■ Your objective
When you answer, restate the entries below without altering anything.

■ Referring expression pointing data

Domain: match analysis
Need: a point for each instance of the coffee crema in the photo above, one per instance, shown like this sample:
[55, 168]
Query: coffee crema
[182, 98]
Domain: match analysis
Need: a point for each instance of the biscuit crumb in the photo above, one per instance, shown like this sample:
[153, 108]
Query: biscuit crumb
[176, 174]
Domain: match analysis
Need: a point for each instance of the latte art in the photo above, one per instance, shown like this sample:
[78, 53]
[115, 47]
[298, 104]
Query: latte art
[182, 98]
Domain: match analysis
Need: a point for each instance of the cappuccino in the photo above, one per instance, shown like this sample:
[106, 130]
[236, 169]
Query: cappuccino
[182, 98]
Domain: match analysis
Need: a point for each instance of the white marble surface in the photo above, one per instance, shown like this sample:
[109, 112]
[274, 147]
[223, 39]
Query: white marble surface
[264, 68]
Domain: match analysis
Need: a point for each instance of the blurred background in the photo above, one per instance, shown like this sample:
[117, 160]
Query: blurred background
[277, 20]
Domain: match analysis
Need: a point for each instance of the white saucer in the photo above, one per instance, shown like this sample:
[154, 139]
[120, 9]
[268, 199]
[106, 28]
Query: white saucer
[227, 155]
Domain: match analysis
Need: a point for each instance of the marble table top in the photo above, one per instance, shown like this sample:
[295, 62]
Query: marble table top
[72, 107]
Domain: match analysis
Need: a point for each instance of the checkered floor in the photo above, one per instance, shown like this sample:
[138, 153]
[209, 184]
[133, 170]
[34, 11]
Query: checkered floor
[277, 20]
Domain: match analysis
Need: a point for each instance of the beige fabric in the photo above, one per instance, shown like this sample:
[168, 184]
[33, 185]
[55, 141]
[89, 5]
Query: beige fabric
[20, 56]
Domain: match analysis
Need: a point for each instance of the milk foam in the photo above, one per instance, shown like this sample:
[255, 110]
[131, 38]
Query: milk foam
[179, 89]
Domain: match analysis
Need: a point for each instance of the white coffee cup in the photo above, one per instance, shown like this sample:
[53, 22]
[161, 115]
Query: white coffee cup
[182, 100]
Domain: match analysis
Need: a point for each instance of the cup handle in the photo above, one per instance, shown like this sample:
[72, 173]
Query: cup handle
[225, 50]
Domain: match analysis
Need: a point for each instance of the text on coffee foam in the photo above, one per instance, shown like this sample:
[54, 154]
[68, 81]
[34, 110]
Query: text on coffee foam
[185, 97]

■ Result
Domain: match analysis
Need: a point for each instance of the coffee crema in the photo above, one per instance, shown like this sample:
[55, 168]
Query: coffee crema
[182, 98]
Domain: match analysis
Need: a point for each instance of the biscuit crumb in the photo above, one per instance, shown like this sample:
[153, 108]
Query: biscuit crumb
[176, 174]
Domain: match analysis
Need: a point for each instance of the latte art in the photo above, one per instance, shown like this sample:
[78, 53]
[115, 47]
[298, 104]
Query: latte art
[182, 98]
Domain: match analysis
Need: a point for each instance of the cappuccino in the photo above, one per instance, shown like this sample:
[106, 130]
[236, 169]
Query: cappuccino
[182, 98]
Domain: match analysis
Need: a point for each instance of the white marble surface in the photo above, one per instance, shown like this sample:
[109, 112]
[274, 147]
[223, 39]
Query: white marble surface
[264, 68]
Domain: match analysis
Need: a point for each instance of the blurred background in the photo above, one per instance, shown like this sample:
[117, 160]
Query: blurred background
[277, 20]
Domain: match analysis
Need: a point for each instance of the white saucer in the photo above, one per instance, shown like this sample:
[154, 139]
[120, 9]
[268, 199]
[106, 28]
Query: white saucer
[227, 155]
Domain: match analysis
Need: a point for each instance of the marble table top in the photo above, one per instance, shown like this sample:
[295, 62]
Query: marble table top
[72, 107]
Domain: match analysis
Need: a point for each instance of the checkered floor in the photo above, one per instance, shown like this sample:
[138, 153]
[209, 184]
[133, 170]
[34, 11]
Query: checkered floor
[277, 20]
Domain: match analysis
Need: a point for each instance of the beige fabric in the photo above, one per instance, shown like this sample:
[168, 184]
[33, 185]
[55, 141]
[89, 5]
Query: beige fabric
[20, 56]
Domain: match analysis
Need: a point for each instance of the milk foam in the photo above, one per instance, shown like this sample:
[255, 110]
[131, 38]
Query: milk foam
[179, 89]
Domain: match analysis
Need: a point for each instance of the white coffee cup in the photo above, one per instance, shown like this sample:
[53, 22]
[161, 115]
Query: white coffee cup
[182, 100]
Domain: match analysis
Need: a point for each instance of the cup handle in the photo above, one per instance, shown like this sample:
[72, 173]
Query: cup handle
[225, 50]
Domain: match analysis
Need: a point for each instance of the text on coffee foam in the photo above, one per instance, shown like this sample:
[54, 154]
[68, 81]
[34, 110]
Query: text on coffee foam
[185, 97]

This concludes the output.